Text-to-region grounding data:
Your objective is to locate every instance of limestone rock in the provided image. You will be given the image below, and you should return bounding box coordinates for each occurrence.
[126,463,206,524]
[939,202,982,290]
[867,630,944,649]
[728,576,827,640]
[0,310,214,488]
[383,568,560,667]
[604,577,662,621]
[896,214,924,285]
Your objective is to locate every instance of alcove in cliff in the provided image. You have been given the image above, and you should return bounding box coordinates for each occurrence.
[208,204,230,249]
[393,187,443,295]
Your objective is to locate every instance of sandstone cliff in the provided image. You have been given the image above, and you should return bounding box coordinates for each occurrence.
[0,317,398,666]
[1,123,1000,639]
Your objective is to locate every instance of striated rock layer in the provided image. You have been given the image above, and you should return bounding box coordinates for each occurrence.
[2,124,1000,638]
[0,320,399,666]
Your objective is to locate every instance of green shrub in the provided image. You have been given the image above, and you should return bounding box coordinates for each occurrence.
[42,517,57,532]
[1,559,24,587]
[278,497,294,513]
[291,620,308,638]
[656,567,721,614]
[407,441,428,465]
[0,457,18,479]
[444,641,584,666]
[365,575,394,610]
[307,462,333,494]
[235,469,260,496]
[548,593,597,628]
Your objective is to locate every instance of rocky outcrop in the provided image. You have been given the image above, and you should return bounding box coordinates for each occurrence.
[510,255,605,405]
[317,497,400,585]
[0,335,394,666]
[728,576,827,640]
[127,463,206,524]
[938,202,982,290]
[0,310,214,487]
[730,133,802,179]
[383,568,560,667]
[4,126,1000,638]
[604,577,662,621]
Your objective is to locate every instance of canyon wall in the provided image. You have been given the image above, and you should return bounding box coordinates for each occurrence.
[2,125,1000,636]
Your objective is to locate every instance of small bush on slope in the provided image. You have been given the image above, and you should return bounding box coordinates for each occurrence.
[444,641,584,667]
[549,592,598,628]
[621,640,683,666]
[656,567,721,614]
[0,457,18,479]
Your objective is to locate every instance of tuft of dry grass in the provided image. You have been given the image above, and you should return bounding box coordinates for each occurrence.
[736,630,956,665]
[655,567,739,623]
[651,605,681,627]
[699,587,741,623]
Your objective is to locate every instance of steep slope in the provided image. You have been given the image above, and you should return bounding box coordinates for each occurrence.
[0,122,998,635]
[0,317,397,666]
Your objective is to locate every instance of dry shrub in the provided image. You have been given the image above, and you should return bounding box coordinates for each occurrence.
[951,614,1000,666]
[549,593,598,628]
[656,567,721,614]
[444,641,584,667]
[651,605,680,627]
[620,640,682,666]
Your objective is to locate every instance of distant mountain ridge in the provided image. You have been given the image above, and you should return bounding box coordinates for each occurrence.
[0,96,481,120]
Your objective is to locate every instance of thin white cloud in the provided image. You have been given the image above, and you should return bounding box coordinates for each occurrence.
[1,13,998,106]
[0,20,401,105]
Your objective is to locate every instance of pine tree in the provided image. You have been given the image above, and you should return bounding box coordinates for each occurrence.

▸ **Exercise requirements**:
Each line above should be duplicated without any alteration.

▸ **Task answer**:
Your objective is to locate every instance of limestone rock in the provided image. You will be given the image below, and you should return bounding box coordinates for each occurrence.
[126,463,206,524]
[939,202,982,290]
[867,630,944,649]
[728,576,827,640]
[0,310,214,488]
[383,568,560,667]
[604,577,662,621]
[896,214,924,285]
Your objective is to locate every instance of alcove in cliff in the provided image. You have been given the image above, and you should return bounding box coordinates for each occurrence.
[208,204,230,249]
[393,187,443,295]
Your objective is to locate every instance of sandstone cliff in the provided image. You have been given the image above, and you should return bounding box coordinates for each occurrence.
[0,317,398,666]
[1,123,1000,639]
Your objective is to locate every instance of striated rock layer in the provided image. You have been given the image above, and you should return bounding box coordinates for each occurrence.
[2,124,1000,638]
[0,320,399,666]
Your objective is to locate every instance of green shrub in the provided image. You have been given the image above, and you should return bounding box coordinates for each occurrence.
[42,517,57,532]
[1,559,24,587]
[278,497,294,513]
[291,620,308,638]
[656,567,721,614]
[407,441,428,465]
[0,457,18,479]
[444,641,584,666]
[365,575,394,610]
[307,462,333,494]
[235,469,260,496]
[548,593,597,628]
Your objective is to locate every instance of rocky outcrop in the provided image. You have been given the image above, and you should return bounding box coordinates for each occurrence.
[510,255,605,405]
[317,497,400,585]
[0,335,394,666]
[728,576,827,640]
[127,463,206,524]
[938,202,982,290]
[0,310,214,487]
[730,133,802,179]
[383,568,560,667]
[4,126,1000,638]
[604,577,662,621]
Your objective is to locate every instance of canyon wall in the provided image. You have been given the image above, and you should return bounding box coordinates for each occurrence.
[2,125,1000,636]
Your objective is to locate every instance of small bush on slope in the provided image. You have been given the image above, and you should return bounding box coordinates for each occurrence.
[444,641,584,667]
[549,592,598,628]
[621,640,683,666]
[656,567,721,614]
[0,457,18,479]
Your objective is to locate every instance of tuft of dry grass in the provided image. You have been given the image above, and you should return bounding box coordinates for each occurrence.
[736,630,956,665]
[655,567,739,623]
[651,605,681,627]
[699,587,741,623]
Your objective is to locate every instance of steep slope in the provided image. You have been given the image above, and you should return bounding box coordinates for each occurrence.
[0,122,998,635]
[0,317,397,666]
Your objective is to locate every instance of dry shrub in the provided image. You have been given the image above, and you should return bounding box coordinates for each occurrence.
[951,614,1000,666]
[549,593,598,628]
[656,567,721,614]
[444,641,584,667]
[651,605,680,627]
[620,640,682,666]
Your objective is to locate every instance of distant mountain ridge in the provided image. You have been given the image above, and you should return bounding box coordinates for each occurrence.
[0,96,481,120]
Your objective is to locate every instance of thin white cloud in the provided image. You have been given the image above, and you should return bounding box coordinates for each occurrence.
[1,13,998,106]
[0,20,401,105]
Your objective is to locate every instance of pine tree in the provided image. You have been given the image above, and you should return bounding box coordinates for each occurrence.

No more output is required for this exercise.